- [Provided data]:
|---|

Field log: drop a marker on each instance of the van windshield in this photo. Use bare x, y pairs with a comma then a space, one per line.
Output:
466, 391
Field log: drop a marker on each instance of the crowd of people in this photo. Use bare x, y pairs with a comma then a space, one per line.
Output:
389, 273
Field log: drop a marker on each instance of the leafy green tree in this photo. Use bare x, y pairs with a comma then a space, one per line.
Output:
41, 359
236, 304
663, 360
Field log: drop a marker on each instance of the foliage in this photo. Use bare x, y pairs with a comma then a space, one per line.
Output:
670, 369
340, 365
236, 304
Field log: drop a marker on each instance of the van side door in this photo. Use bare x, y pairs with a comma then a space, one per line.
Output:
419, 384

|---|

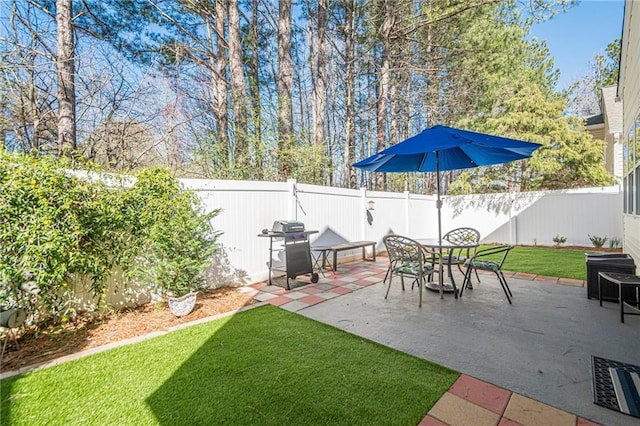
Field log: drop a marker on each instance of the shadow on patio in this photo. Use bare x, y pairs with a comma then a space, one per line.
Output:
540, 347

|---|

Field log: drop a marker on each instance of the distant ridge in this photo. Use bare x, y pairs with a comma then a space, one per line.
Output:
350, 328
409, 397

|---|

- [Stated problem]: List every line in the entries above that contains the word "then", matching case exactly.

- [Written answer]:
Field log: drop a marker on each instance of the van windshield in this photo. Use bare x, y pairs with a comma then a space, one per line.
Field log: drop a marker on each instance of the crowd of people in this photo. Use bare x, y pairs with a comma then a space, one per line.
Field log: drop a marker on each instance of the leafy green tree in this photo. Use bare x, y pairs with a comma then a space, one per line.
Field log: drop a marker on each instance of the foliage in this photo. Use bare x, y pairs with a comma then a space, one per line.
Field log: drop a marker on each instance of the van side door in this photo. Use bare x, y pairs with a comma then a space, one per line.
Field log: drop a marker on each instance of the shadow on patio in this photo. Use bare x, y pairs with a comma then a space, one per line.
Field log: drop a marker on each instance of the distant ridge in this photo. Use bare x, y pairs with a comma then a space, one per line.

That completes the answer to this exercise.